- **PROBLEM STATEMENT**
Copy every one of the rows below word for word, leaving out the pictures.

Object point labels
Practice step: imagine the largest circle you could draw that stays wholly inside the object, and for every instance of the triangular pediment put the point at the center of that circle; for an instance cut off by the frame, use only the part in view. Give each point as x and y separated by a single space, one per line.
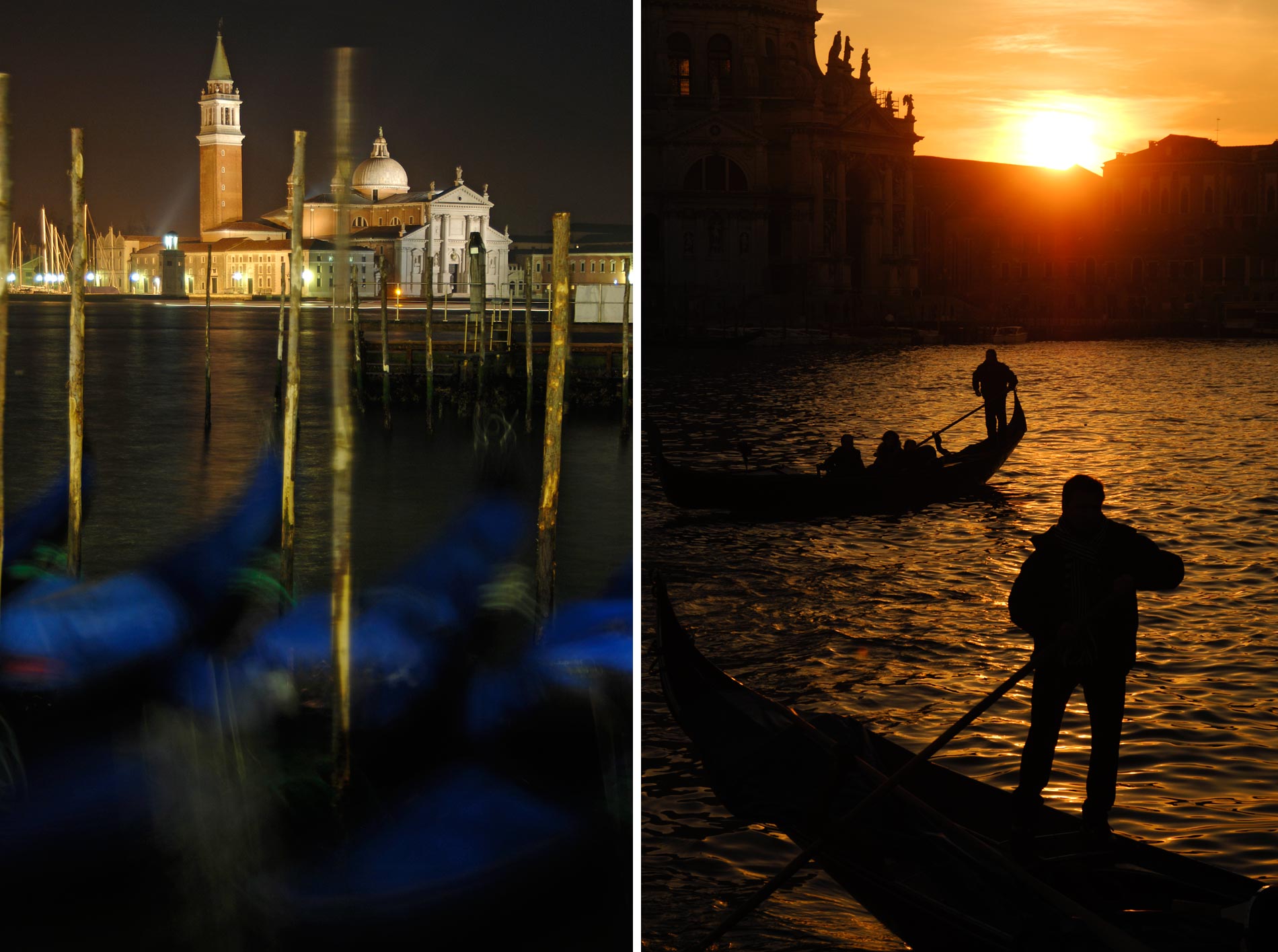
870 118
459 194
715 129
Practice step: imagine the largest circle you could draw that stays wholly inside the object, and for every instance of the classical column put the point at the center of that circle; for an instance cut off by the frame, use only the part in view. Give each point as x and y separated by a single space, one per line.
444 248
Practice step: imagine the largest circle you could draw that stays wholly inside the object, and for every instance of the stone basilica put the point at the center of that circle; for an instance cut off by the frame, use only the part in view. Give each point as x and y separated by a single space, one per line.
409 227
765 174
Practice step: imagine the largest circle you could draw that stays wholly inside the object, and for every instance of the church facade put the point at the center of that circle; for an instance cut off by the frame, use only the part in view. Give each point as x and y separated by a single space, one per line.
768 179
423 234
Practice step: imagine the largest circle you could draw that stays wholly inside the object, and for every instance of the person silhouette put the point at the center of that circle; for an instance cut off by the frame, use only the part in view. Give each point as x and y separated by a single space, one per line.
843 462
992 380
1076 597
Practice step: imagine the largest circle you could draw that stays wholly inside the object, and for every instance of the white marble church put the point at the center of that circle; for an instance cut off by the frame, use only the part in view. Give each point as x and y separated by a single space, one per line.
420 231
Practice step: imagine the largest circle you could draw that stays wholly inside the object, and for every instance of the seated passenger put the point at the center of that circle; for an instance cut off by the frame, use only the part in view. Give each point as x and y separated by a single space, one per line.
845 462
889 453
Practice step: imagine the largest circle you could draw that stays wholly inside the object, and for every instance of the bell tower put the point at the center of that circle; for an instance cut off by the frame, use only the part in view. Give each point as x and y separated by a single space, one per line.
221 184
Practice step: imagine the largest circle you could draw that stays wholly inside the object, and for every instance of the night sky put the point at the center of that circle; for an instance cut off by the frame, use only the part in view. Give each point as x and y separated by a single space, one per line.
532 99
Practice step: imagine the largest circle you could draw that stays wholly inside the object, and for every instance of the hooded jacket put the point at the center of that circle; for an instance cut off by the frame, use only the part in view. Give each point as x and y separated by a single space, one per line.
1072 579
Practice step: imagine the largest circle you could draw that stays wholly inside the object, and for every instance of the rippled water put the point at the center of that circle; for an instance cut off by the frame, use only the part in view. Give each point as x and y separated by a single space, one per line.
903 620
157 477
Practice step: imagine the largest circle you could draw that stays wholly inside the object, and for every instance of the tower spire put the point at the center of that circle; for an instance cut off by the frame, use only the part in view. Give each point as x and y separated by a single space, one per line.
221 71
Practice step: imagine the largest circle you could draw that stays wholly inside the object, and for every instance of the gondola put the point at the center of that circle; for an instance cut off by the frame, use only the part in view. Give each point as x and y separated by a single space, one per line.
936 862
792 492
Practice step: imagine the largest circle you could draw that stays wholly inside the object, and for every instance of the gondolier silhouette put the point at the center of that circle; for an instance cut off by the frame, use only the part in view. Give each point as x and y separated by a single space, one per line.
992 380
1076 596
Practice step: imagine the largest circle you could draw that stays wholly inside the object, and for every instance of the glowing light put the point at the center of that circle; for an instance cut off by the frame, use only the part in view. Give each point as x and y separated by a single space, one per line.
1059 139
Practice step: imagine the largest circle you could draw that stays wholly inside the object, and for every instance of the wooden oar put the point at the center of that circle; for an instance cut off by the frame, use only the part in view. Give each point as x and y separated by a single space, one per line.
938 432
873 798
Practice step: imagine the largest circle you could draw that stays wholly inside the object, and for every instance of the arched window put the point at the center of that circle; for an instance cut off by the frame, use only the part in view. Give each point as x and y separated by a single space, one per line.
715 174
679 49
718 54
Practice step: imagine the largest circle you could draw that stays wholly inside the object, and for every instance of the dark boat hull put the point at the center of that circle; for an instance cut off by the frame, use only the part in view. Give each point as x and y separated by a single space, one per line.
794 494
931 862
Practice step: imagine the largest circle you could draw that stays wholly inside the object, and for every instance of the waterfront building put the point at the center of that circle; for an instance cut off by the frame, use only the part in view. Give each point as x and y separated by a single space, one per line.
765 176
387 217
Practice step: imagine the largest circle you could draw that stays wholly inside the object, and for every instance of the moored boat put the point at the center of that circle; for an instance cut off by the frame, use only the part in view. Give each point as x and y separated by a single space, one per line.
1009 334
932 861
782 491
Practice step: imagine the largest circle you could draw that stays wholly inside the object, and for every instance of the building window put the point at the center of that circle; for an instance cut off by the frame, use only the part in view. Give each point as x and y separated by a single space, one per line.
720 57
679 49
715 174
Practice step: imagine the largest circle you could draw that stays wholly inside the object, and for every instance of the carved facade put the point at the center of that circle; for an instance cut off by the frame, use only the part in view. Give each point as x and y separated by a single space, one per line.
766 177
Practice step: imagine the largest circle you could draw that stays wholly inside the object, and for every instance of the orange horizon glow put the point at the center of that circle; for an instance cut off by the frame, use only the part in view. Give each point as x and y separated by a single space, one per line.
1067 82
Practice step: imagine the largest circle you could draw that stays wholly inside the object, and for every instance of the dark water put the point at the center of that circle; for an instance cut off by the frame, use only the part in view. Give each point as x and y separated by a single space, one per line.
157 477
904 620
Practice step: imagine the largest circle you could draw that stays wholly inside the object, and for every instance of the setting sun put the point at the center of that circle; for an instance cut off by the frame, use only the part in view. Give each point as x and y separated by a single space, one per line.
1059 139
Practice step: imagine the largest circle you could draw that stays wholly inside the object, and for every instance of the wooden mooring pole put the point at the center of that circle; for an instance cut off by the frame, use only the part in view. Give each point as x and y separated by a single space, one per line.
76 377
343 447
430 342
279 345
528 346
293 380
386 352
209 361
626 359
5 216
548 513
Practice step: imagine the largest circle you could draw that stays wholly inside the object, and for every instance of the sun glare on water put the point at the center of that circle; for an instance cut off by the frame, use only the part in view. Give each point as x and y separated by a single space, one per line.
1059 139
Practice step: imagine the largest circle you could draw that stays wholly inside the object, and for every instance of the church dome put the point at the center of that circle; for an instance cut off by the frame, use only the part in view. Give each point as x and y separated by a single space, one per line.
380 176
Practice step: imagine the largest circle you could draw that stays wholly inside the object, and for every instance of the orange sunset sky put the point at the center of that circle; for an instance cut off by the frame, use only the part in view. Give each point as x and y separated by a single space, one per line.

- **OUTPUT OF THE EXERCISE**
Practice step: imagine the largest circle you could draw that stays wholly inside the object, and for every instance of the triangular pediment put the point at the center of that circle; for an instance cut off by the frame, use only the part in view. Give each point as x and y separated by a single space, one per line.
870 118
459 194
715 129
Practice step: imagine the largest circle you could draw that stays wholly inside the object, and for every instance of the classical column put the point at the center of that circle; for an instance cut off by the frame, use only the part in view. Give each point as x and y separated by a single space, one per line.
444 248
Practice step: imagine the largest circle you could draw that stays wholly inside the object, and for every instance of the stone basilica put the point at the center of that circle; for an instance cut off by the frame, use only the part in view. Give each point as x and y separated by a single space, one per line.
409 227
765 174
Practice step: imagine the largest circle you could draw that stays wholly inside the object, and for every instance of the church facade put the point at the center of that circle; for an instance cut off by the frame, use only the part in view. Give each point as x and y separated by a single space, one per line.
768 179
423 234
Practice step: imagine the largest circle you could draw that stays wholly inside the object, and for every instance of the person silhouette put the point at the center of that circle; for an instance cut off by the frame, use only the part in view. Give each point as x and y separated by a single space, one per line.
843 462
992 380
1076 597
Practice step: imagine the largest circle you could draw that stays wholly inside the object, and for every instance of the white marble church put the point at the center of that circle; for an instance cut off by the frame, use only the part in view. Give each point as x and y separated by a single space, one per line.
420 231
Practice step: imagine the largest circle you could draw that stays wholly inside the object, and for every instance of the seated passenger put the point at the center of that circle; for an instance cut off by the frame, use only the part in view. Give each point as x and y separated by a single space, one per line.
845 462
889 453
Practice step: imagine the largest circle you could draw that stays wholly inside the object, and for every instance of the bell tower put the point at the center of that circle; for an instance cut off by the frame, use only the part in view. Give each point as x and y separated by a single space, one per line.
221 184
Practice step: imagine the largest circle you could draw that stays wholly inside the object, and for every instance of the night sky put the point at the center of that circle; for an instance cut off by the frame, use only the part in view. Give each point as x and y separated by a single space, one per line.
532 99
Practice step: imagine the largest circle you could draw that stays wholly inside the object, and for every instance of the hooded jacket put the point at the center of that circle; for an instance cut off by the frame, use only the part in view. Give each point as x and y separated by a single space, one per line.
1072 579
Practice step: imagine the largest circle you could draw that stays wholly inside the object, and for every instance of the rippled water put the point at the center of that circle; for an instance cut off by the frame, use only the part in view. Give each point as x and y separated by a single space, one per line.
903 620
157 477
Practice step: imagine the largest circle you could draw that stays wholly inside the object, and for every instance of the tower spire put the point at the center of that circle; for an instance cut off by the frame, use only the part in view. Give each point as x and y separated by a single space, one per line.
221 71
Practice step: imagine the largest circle you could draw that stays wholly inside the object, and for every instance of the gondola put the point at the center of that circle; for an instance cut off by the frame, use only the part in view. Give each point as x and y separated by a single space, one per line.
936 862
792 492
Practice step: imagine the largest circle you could draw that stays wholly inside the object, and for every instance of the gondolier silhouette put the point at the center of that circle; for an instance cut off by the frame, use only the part in view. Give each point as x and y separated by a single space, one per line.
992 380
1076 596
Practice step: imagine the largest circle you could draw that stays wholly inside the object, and for every instance of the glowing light put the point at the center of that circle; for an instance cut off by the frame, use only the part in view. Give each point as x and y separated by a single space, one per line.
1059 139
Practice step: imagine the largest circle you could draw that stays wholly inside the object, and for every instance of the wooden oar put the point at the center of that circle; for an instance cut off by the frame, use only the part in view. Give each point as x and y separated by a single space, one per line.
938 432
873 798
Practice step: imagine the largest circle you could draw that stays wholly inside the object, and for every instance of the arched window put the point at the center of that circle; for an instance cut off by the frame, use only the part in view. Give each point as x and y separated by a single space, one per line.
715 174
679 49
718 54
Practice step: imagine the largest circle you could draw that stays wholly inside the object, and for every instance of the dark boat hull put the point at the center of that circle; for an instance cut off by the frame, use only the part in view. Give each point as x and y separated by a single space, one per line.
794 494
931 862
Practice step: imagine the largest circle you could draw that stays wholly inside the object, and for every instance of the waterfront building put the point at the center of that circle; for an instance cut off by the frame, use only the part in view. Give each point as x and y separated by a single space, one per line.
765 176
387 217
Practice step: imagine the largest circle you could draw that stays wholly inside the object, and for every instance of the moored boat put the point at the center of that circle; for an instance cut off by the frame, use only the part in view. Give each point as x and y separated by a single space, one per line.
1009 334
932 861
782 491
Practice step: imagine the largest circle you could draw that stays wholly inside the object, and for every instance of the building window put the point at the center of that circle; for an instance cut off by the frame, use only the part in view. Give each point as x and y separated by a single space, one per line.
720 57
679 49
715 174
Practice step: imagine the largest circle you could draw that stays wholly inside the object, and for every instance of the carved facade put the point at the center of that circle; for an instance cut off by the frame, use only the part in view. Give each point as x and y separated by a single space, one per line.
766 177
Practice step: imagine the largest circle you could draw that stays wholly inside the object, and for every instance of the orange horizon glow put the point at the center of that circle; for an instance cut off by the frame, use only the part in view. Give each point as x and y separated by a single space, one per line.
1067 82
Practice step: imagine the largest circle you could draw that stays wholly inside the object, and for every instance of the dark water put the point at the center of that circle; for an instance cut off by the frame, use only the part in view. Give each point as x and y separated by a single space, one per line.
157 477
904 620
Practice step: imagine the largest circle you could draw that stays wholly inside the object, and for every instance of the setting sun put the point at the center of that circle; for an instance cut off by the frame, use only the part in view. Give each point as x and y separated by a single space, one per line.
1059 139
Practice step: imagine the largest circle you could draw that stays wholly inside the object, and for every instance of the wooden mooring pole put the point at the center of that circle; for an instance cut off by the frame, use only the part in view. Give each point as x and y separated by a single space, one per line.
76 377
343 447
430 342
279 345
528 346
293 380
386 352
209 361
626 359
5 216
548 513
Practice step: imagine the largest circle you could draw that stays wholly inside the object, and for every instance of the sun glare on water put the point at the center of that circle; for an instance cut off by the frame, use only the part in view. Give each point as x and y separated by a single space, one per line.
1059 139
Practice step: imagine the largest circle you could draw that stays wholly inside the object, and for every instance of the church dome put the point at the center of that circle; for an instance cut off by the frame, use only the part in view. Give each point as x and y separated by a single space, one per line.
380 176
Practice step: imagine the largest circle you could draw that stays wholly inside the object, and for every instance of the orange sunset sky put the point at the center of that circle; for an instance cut off by the frame, use only the part in view. Give each point as x and y separated by a single space, one per line.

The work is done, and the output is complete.